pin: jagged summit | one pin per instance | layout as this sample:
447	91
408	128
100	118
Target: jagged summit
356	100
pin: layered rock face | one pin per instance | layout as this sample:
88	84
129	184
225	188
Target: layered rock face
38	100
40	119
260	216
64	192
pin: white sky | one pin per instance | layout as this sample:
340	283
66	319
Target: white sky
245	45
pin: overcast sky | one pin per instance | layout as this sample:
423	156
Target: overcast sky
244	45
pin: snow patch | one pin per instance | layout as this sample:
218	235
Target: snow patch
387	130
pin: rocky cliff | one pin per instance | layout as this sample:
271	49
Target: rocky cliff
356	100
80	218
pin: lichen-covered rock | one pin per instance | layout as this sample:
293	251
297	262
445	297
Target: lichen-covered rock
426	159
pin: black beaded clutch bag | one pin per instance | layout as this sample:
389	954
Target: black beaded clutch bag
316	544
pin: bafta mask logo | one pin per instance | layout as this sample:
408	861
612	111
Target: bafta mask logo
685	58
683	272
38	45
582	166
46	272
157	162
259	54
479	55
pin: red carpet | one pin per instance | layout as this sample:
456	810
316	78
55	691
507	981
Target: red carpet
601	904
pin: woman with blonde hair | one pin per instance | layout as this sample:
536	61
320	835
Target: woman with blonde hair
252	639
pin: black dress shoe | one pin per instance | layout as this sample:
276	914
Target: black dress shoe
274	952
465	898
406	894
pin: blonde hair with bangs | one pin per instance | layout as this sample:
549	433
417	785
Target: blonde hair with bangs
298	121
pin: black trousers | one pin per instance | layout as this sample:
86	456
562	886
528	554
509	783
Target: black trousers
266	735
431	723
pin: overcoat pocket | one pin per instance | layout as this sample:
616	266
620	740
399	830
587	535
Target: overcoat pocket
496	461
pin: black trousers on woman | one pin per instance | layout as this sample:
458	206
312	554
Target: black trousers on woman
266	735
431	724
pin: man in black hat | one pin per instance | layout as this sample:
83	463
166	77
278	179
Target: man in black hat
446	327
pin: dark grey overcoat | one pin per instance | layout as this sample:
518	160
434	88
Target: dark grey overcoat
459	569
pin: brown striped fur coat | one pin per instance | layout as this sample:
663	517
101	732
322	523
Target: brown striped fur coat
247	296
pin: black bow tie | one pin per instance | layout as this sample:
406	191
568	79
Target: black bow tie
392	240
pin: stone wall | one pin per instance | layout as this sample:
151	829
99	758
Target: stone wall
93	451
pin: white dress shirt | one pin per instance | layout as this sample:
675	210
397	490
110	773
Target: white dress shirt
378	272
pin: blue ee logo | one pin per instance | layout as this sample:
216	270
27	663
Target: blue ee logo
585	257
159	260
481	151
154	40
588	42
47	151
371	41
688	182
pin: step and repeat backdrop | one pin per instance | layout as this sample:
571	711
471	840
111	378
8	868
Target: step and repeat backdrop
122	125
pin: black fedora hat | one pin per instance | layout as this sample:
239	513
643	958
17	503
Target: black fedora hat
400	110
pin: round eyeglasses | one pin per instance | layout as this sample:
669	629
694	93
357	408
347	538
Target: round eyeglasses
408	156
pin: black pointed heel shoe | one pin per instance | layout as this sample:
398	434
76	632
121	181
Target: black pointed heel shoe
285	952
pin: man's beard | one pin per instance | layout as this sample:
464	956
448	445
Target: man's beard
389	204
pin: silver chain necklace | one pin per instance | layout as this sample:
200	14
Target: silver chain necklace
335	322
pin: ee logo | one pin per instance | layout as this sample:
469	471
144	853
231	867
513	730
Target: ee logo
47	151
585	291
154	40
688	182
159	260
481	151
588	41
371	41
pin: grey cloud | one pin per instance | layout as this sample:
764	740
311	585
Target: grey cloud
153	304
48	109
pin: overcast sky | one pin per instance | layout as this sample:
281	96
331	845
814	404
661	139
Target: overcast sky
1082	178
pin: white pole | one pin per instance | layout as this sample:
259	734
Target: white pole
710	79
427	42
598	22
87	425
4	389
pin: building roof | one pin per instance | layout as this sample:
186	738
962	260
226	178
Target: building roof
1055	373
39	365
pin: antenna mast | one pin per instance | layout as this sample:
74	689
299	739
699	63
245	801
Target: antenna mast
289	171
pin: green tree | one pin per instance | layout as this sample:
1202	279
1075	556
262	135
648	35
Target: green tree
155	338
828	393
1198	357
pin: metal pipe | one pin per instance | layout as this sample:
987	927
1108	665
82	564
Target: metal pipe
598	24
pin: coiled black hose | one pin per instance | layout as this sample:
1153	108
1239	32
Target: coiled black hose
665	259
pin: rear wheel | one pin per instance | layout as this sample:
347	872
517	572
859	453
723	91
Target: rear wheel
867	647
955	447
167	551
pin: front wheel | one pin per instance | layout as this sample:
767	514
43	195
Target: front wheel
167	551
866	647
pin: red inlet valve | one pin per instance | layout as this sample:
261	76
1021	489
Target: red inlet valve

Task goal –
Copy every row above word for word, without changing anything.

Full answer –
pin: jagged summit | one pin per instance | layout as this sample:
447	91
408	128
100	118
Target: jagged summit
356	100
pin: layered rock face | one pin per instance | layout as this sample:
88	84
129	184
225	188
Target: layered rock face
38	100
40	119
260	216
64	192
pin: white sky | one pin per instance | layout as this sample:
340	283
66	319
Target: white sky
245	45
pin: overcast sky | one pin per instance | layout as this sample:
423	156
Target: overcast sky
244	45
pin: snow patch | one pin per instance | layout as this sample:
218	235
Target: snow patch
387	130
pin: rocky cliff | one pin per instance | layout as this sample:
271	49
Target: rocky cliff
356	100
80	218
pin: lichen-covered rock | one pin per instance | layout as this sample:
293	251
297	262
445	297
Target: lichen-covered rock
426	159
pin: black beaded clutch bag | one pin per instance | layout as this sample:
389	954
Target: black beaded clutch bag
316	544
pin: bafta mask logo | one pin per instance | layout as this sample:
408	861
612	111
Target: bafta mask logo
685	58
683	272
38	45
582	166
46	272
157	162
259	54
479	55
pin: red carpet | one pin per instance | layout as this sample:
456	810
316	78
55	691
507	981
Target: red carpet
601	904
pin: woman with blonde hair | one pin per instance | layout as this sample:
536	61
320	835
Target: woman with blonde hair
252	639
pin: black dress shoe | one pin per instance | layout as this sample:
276	914
Target: black dress shoe
274	952
465	898
406	894
pin: blonde hair with bangs | one pin per instance | layout as this sample:
549	433
417	785
Target: blonde hair with bangs
298	121
pin: black trousers | one pin per instance | layout as this sample:
86	456
562	886
528	554
509	783
Target: black trousers
266	735
431	723
pin: overcoat pocket | one pin per instance | layout as this sample:
616	266
620	740
399	830
587	535
Target: overcoat pocket
496	461
pin: black trousers on woman | one pin per instance | layout as this sample:
458	206
312	554
Target: black trousers on woman
266	735
431	724
pin: man in black hat | one pin per instance | layout as this sample:
83	463
166	77
278	179
Target: man in black hat
446	327
pin: dark grey overcoat | one pin per instance | layout as this sample:
518	160
434	88
Target: dark grey overcoat
459	569
pin: brown striped fur coat | one pin per instance | layout as this sample:
663	517
101	732
322	523
Target: brown striped fur coat
247	296
pin: black bow tie | one pin per instance | layout as this sample:
406	191
568	79
Target: black bow tie
392	240
pin: stone wall | one pin per instance | layout as this sample:
151	829
99	758
Target: stone wall
93	451
pin: white dress shirt | one pin per instance | layout as this sample:
675	210
397	490
110	773
Target: white dress shirt
378	272
pin: blue ee logo | one pin per instance | layout as this sample:
216	270
27	663
Target: blue ee logo
585	257
159	260
481	151
154	40
588	42
47	151
371	41
688	182
pin: step and repeat backdrop | one pin per instance | layout as this sample:
571	711
471	840
111	378
8	868
Target: step and repeat backdrop
122	125
pin: black fedora hat | one pin per instance | layout as this sample:
239	513
643	958
17	503
Target: black fedora hat
400	110
pin: round eyeglasses | one pin per instance | layout as this sample:
669	629
694	93
357	408
347	538
Target: round eyeglasses
408	156
pin: black pointed heel shoe | one pin per instance | layout as this sample:
398	434
76	632
121	181
Target: black pointed heel shoe
285	952
pin: man's beard | one pin per instance | layout as this sample:
464	956
448	445
Target: man's beard
389	204
pin: silver chain necklace | one pin per instance | layout as this sample:
200	14
Target: silver chain necklace
335	322
pin: ee logo | one pin per instance | layout as this sample:
469	471
144	853
231	867
513	730
Target: ee logo
47	151
585	291
154	40
688	182
159	260
481	151
588	41
371	41
pin: grey cloud | one pin per instance | layout as this sample:
764	740
311	585
Target: grey cloud
153	304
48	109
pin: overcast sky | one pin per instance | layout as this sample:
281	96
331	845
814	404
661	139
Target: overcast sky
1082	178
pin: white pole | one pin per instance | layout as this sample:
259	734
Target: white pole
710	79
427	42
598	22
87	425
4	389
pin: building roof | one pin per instance | layout as this sample:
186	738
962	260
226	178
Target: building roof
1055	373
39	365
pin: antenna mast | one pin per instance | layout as this sample:
74	689
299	739
699	63
245	801
Target: antenna mast
289	171
pin: green tree | one pin per instance | layout as this sample:
1202	279
1075	556
262	135
648	35
Target: green tree
155	338
828	393
1198	357
pin: metal pipe | one pin per instance | layout as this sample:
987	927
1108	665
82	564
Target: metal pipe
598	24
pin: coiled black hose | one pin per instance | layout as this sample:
1153	108
1239	32
Target: coiled black hose
665	259
pin: rear wheel | one pin per instance | layout as this sample:
347	872
517	572
859	453
723	91
Target: rear wheel
867	647
955	447
167	551
pin: front wheel | one pin per instance | layout as this sample:
767	514
43	195
Target: front wheel
167	551
866	647
pin: red inlet valve | one pin per instance | layout as this sample:
261	76
1021	489
Target: red inlet valve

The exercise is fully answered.